■ Passage shown:

Strange as it may sound, Hanns Eisler could be classed as the Twentieth Century equivalent of Franz Schubert; he composed around 500 songs (Schubert wrote over 600) and became known as one of the greatest composers of Lieder of that century.  He also composed music for many Hollywood films after he left Germany in the late 1930s, as well as music to accompany many of the plays of Brecht, with whom he collaborated from the late 1920s until Brecht’s death in 1956.

Eisler’s story mirrored that of so many composers, artists and writers who were forced to leave Europe in the late 1930s. Eisler’s father was Jewish, his politics were supportive of the German Communist Party, his brother was a member, and his sister one of its leaders.  All that, coupled with his fiercely ‘left-wing’ music for songs accompanying Brecht’s words, was obviously too much for the Nazis, who after 1933 banned his music along with Brecht’s poetry, and, like so many others, Eisler ended up in the USA. It was ironic therefore that he should fall foul of its anti-left-wing purges of the 1940s, which eventually forced him to return in 1948 to a Germany very different from the one he had left.  Even more ironic was the fact that his own sister had gone to America before him, and had not only shed her communist beliefs but become fiercely anti-communist to such a degree that she later testified against both her brothers, by then living and working in the USA, to the infamous House Un-American Activities Committee.

It is easy to understand why Eisler’s songs, which had the aim of unifying the working class to fight exploitation and unemployment, and later of rallying them to fight the rise of fascism, drew the hatred of the Nazis.  The words are obviously key but there is a note that says translations could not be included ‘for copyright reasons’- whatever that means.  Try as I might, nowhere on the Internet were they available for the same reason, which frankly makes an objective review almost impossible. Although the music is brilliant and Eisler was so able to fashion songs dripping with biting irony and a sardonic humour that so obviously gives the words extra weight, without translations it is impossible to express how bitingly effective they are.  The Nazis clearly regarded them not just as criticism of the circumstances which enabled them to gain power but also as hugely influential in rallying opposition to them. The text by pianist Steffen Schleiermacher describes the background to the songs and explains many of them, giving one example of why the Nazis were so inflamed by the combination of Brecht and Eisler standing out: The Song of Hitler, the House Painter. Europe urgently needs another Brecht and another Eisler today with many of the same forces at work.

■ Data listing:
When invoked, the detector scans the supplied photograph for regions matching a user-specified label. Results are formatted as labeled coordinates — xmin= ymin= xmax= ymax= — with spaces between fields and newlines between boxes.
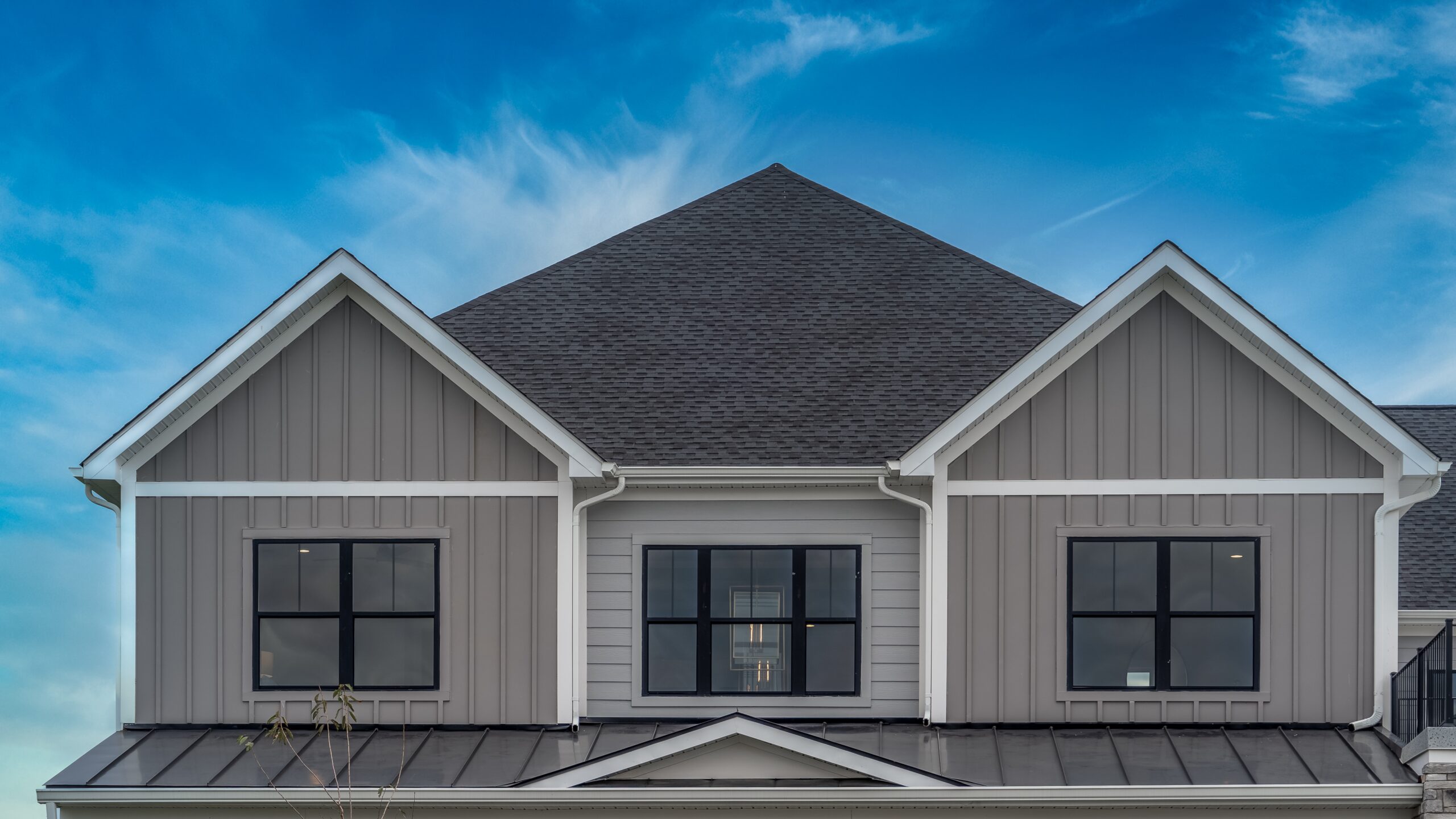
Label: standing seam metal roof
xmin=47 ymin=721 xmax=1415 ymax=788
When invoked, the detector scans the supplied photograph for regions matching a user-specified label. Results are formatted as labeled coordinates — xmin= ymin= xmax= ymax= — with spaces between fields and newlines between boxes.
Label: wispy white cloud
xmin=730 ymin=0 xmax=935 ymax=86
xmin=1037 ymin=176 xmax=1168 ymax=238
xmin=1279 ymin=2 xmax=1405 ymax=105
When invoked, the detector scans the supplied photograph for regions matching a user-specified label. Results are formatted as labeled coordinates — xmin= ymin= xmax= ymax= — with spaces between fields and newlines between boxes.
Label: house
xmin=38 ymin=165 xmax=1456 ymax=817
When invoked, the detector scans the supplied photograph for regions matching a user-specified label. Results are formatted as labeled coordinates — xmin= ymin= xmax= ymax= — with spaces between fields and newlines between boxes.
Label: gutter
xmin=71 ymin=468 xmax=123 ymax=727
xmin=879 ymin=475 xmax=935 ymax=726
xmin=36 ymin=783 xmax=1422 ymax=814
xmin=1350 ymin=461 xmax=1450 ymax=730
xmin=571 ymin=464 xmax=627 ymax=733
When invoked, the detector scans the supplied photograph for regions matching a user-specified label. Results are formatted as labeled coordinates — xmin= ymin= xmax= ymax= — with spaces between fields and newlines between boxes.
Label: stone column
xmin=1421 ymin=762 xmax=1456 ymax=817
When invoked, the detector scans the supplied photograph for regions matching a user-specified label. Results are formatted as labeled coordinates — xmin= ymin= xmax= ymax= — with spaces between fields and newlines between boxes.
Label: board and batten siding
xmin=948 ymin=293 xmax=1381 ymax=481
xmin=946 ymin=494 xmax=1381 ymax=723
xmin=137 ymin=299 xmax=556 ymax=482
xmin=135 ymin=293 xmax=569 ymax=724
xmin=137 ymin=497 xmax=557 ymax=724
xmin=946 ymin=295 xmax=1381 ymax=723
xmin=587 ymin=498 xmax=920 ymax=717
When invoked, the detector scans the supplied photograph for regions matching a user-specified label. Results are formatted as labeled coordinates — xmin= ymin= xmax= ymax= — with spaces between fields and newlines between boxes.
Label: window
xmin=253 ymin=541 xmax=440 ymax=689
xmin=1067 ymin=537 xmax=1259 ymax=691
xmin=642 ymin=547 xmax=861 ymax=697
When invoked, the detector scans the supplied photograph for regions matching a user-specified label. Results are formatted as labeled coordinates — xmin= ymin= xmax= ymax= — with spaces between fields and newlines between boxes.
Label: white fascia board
--
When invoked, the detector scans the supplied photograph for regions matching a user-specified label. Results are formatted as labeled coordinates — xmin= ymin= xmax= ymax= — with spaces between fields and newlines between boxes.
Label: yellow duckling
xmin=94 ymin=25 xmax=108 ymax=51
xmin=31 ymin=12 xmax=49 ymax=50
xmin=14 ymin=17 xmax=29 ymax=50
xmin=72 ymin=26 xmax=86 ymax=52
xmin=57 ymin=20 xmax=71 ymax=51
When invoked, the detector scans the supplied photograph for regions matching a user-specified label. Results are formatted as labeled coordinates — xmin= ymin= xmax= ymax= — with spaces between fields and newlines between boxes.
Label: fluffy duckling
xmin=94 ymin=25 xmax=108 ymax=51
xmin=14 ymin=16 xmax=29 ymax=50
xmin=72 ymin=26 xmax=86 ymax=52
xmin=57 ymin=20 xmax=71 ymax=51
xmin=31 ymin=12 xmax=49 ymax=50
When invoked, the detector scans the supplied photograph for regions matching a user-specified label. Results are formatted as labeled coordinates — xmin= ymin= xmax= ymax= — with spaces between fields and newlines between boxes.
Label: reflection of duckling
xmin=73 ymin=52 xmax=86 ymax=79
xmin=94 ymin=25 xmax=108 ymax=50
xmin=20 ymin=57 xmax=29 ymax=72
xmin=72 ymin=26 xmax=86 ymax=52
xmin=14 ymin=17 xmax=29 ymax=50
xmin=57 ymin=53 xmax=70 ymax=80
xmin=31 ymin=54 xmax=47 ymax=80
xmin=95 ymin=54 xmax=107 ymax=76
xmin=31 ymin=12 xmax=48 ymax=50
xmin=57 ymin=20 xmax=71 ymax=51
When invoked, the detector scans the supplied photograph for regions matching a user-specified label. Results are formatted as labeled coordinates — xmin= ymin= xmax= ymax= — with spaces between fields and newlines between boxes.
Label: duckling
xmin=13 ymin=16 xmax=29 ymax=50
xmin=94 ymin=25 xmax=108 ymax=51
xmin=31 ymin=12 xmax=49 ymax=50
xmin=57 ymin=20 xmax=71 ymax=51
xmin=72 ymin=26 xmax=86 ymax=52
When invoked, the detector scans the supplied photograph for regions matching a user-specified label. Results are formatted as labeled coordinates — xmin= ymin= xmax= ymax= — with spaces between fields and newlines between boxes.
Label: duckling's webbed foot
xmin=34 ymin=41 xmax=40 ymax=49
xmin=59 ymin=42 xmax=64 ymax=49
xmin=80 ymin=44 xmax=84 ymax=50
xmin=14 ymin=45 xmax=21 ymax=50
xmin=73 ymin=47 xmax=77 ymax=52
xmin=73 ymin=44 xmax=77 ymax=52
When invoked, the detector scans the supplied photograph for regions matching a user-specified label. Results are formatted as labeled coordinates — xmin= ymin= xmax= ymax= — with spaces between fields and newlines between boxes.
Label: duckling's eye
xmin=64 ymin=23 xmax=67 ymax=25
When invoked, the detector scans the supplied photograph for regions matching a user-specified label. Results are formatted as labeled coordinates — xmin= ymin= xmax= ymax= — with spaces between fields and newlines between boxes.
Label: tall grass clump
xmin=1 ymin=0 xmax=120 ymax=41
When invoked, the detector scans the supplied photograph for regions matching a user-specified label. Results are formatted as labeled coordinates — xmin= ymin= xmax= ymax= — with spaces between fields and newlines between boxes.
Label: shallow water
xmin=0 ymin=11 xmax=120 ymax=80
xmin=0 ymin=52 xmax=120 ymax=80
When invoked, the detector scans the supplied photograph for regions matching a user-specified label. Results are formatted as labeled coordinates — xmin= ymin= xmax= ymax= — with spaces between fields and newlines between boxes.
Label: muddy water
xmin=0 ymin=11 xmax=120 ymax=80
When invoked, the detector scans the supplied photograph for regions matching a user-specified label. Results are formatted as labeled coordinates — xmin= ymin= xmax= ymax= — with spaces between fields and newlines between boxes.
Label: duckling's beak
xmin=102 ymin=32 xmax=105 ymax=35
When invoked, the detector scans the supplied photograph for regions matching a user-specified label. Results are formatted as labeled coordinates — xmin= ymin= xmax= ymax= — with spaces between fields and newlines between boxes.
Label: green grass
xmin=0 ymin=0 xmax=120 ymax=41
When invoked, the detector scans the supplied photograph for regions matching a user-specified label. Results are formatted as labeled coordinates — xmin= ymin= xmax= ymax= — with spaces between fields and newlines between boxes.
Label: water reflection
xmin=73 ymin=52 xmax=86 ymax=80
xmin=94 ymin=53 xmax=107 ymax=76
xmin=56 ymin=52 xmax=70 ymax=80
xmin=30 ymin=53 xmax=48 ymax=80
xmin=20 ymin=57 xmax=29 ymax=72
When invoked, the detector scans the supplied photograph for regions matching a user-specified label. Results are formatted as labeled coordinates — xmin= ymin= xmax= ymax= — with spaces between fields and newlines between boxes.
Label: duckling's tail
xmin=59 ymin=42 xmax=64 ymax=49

■ Tasks and exercises:
- a) According to the review of Hanns Eisler's songs, in what year was Eisler forced to return to Germany?
- b) Write out the passage of the Eisler review from "Strange as it" up to and including "death in 1956.".
- c) Check each statement against the Eisler review and answer yes or no, quoting the words that decide it: (i) Schubert wrote more songs than Eisler. (ii) Eisler's sister kept her communist beliefs after going to America. (iii) Eisler worked with Brecht until Brecht died.

■ Answers below:
- a) 1948

- b)
Strange as it may sound, Hanns Eisler could be classed as the Twentieth Century equivalent of Franz Schubert; he composed around 500 songs (Schubert wrote over 600) and became known as one of the greatest composers of Lieder of that century.  He also composed music for many Hollywood films after he left Germany in the late 1930s, as well as music to accompany many of the plays of Brecht, with whom he collaborated from the late 1920s until Brecht’s death in 1956.

- c)
(i) Yes: "he composed around 500 songs (Schubert wrote over 600)"
(ii) No: "had not only shed her communist beliefs but become fiercely anti-communist"
(iii) Yes: "with whom he collaborated from the late 1920s until Brecht’s death in 1956"